++++ Dataset extract
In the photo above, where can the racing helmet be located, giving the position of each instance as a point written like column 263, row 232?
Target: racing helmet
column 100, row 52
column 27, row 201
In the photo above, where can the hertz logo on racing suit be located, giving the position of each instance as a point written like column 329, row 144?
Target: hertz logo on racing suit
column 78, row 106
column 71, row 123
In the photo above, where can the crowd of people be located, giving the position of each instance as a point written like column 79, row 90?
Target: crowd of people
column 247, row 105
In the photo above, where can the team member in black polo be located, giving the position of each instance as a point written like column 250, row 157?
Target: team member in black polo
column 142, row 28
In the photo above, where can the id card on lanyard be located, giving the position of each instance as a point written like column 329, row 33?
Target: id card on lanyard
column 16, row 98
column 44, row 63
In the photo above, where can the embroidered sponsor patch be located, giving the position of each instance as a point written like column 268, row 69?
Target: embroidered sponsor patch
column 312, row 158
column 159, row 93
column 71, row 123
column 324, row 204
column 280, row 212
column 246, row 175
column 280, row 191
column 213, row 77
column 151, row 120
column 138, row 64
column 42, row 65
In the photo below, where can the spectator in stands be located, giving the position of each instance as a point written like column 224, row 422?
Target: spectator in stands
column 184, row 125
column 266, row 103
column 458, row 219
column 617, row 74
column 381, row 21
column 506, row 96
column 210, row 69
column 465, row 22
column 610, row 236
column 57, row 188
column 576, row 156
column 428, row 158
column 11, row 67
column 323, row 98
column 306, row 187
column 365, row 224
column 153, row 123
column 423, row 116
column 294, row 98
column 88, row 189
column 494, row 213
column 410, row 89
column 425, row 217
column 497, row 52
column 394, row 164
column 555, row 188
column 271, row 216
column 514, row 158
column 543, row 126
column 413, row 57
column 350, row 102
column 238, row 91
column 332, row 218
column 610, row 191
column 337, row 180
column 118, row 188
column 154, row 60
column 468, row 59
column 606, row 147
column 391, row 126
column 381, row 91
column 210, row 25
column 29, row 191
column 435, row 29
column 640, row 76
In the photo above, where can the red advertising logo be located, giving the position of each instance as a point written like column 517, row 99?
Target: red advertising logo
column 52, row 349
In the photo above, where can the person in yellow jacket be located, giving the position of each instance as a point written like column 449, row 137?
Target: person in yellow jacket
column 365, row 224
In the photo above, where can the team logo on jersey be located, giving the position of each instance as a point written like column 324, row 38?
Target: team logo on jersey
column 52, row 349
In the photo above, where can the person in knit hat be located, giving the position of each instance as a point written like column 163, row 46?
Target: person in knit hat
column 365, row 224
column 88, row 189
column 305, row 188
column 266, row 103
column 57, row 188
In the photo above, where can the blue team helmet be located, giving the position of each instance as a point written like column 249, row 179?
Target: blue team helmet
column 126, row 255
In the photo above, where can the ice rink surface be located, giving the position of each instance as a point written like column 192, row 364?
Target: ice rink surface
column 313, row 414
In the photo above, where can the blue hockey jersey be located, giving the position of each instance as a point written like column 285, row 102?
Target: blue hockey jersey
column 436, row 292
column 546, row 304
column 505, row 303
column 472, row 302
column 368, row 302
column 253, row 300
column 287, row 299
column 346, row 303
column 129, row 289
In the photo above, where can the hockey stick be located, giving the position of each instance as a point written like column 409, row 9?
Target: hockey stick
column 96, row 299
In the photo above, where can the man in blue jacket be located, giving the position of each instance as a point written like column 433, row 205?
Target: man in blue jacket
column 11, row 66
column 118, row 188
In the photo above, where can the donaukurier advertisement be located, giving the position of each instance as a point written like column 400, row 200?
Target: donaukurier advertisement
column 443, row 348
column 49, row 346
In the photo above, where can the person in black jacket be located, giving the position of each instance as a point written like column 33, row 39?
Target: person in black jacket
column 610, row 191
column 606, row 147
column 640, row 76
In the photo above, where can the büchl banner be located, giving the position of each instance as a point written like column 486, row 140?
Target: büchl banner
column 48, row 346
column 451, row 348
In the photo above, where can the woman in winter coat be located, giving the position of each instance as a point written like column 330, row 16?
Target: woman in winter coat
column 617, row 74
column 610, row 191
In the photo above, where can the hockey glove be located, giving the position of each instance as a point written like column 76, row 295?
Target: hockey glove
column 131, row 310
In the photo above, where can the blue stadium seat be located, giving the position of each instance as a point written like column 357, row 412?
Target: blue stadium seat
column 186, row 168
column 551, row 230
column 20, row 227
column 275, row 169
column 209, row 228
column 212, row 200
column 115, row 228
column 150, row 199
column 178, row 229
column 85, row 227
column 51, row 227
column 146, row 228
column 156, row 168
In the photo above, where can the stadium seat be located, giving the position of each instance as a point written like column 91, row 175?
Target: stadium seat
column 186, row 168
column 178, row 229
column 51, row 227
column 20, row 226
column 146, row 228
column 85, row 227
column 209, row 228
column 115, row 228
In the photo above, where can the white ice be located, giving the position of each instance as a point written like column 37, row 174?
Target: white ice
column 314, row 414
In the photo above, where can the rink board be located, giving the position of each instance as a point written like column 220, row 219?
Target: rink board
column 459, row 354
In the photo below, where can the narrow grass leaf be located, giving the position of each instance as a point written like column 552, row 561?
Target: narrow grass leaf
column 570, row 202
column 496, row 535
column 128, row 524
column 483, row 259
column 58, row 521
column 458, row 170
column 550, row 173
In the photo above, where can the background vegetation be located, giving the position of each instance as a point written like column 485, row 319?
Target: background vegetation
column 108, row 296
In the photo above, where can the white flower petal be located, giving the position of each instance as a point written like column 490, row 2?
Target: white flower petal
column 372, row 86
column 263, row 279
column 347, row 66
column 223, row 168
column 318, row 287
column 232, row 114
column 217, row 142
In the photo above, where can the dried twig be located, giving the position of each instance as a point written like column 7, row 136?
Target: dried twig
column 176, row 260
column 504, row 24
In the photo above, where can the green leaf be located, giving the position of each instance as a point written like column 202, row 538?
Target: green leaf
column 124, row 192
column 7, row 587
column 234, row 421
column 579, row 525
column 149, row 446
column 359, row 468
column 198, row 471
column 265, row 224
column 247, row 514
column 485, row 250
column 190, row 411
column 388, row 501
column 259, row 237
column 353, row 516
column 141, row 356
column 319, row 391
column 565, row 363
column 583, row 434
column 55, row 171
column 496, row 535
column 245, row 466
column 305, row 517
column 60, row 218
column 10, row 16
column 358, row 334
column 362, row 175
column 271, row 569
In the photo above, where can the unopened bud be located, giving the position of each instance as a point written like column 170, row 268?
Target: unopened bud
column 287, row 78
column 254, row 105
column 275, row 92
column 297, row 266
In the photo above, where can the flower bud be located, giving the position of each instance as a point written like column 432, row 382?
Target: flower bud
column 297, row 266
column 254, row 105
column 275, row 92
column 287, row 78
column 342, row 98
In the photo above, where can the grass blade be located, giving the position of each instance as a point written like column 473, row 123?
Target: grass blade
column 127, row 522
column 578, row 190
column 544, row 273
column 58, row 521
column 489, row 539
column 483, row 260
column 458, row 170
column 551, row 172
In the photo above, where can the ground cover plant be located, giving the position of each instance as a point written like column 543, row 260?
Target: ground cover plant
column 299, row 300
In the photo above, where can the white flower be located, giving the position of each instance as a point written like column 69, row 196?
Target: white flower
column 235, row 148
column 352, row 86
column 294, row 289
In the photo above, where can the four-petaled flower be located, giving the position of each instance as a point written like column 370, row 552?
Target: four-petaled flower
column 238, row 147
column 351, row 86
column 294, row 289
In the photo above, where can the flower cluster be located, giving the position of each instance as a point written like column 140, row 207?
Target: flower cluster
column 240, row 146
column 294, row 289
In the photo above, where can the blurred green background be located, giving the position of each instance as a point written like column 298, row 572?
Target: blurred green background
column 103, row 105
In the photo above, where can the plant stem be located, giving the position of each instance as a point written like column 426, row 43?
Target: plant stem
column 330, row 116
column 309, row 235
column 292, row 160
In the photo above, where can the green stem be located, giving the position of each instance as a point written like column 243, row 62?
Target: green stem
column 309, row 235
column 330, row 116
++++++++
▶ **Exercise objective**
Write out exactly the lines above between the line with "Target: green leaf" and the line with "In the photo above, where can the ground", inclusive, and nothing beyond them.

▶ **Answer space**
Target: green leaf
column 124, row 192
column 7, row 587
column 234, row 421
column 579, row 525
column 149, row 446
column 359, row 468
column 198, row 471
column 265, row 224
column 247, row 514
column 485, row 250
column 190, row 411
column 388, row 501
column 259, row 237
column 353, row 516
column 141, row 356
column 319, row 391
column 565, row 363
column 583, row 434
column 55, row 171
column 496, row 535
column 245, row 466
column 305, row 517
column 60, row 218
column 10, row 16
column 358, row 334
column 362, row 175
column 271, row 569
In the photo above, where can the unopened bud be located, giving the position of each instance as a point written like column 170, row 268?
Target: unopened bud
column 287, row 78
column 254, row 105
column 275, row 92
column 297, row 266
In the photo above, where can the flower bud be located, giving the position of each instance as a point written like column 432, row 382?
Target: flower bud
column 297, row 266
column 254, row 105
column 275, row 92
column 287, row 78
column 342, row 98
In the photo above, where can the grass blade be located, giving the position of each instance as a point written like column 473, row 123?
Target: grass blade
column 127, row 522
column 578, row 190
column 544, row 273
column 58, row 521
column 489, row 539
column 483, row 260
column 458, row 170
column 551, row 172
In the photo above, where can the ground cover plant be located, giving the position of each instance as a point written like column 543, row 260?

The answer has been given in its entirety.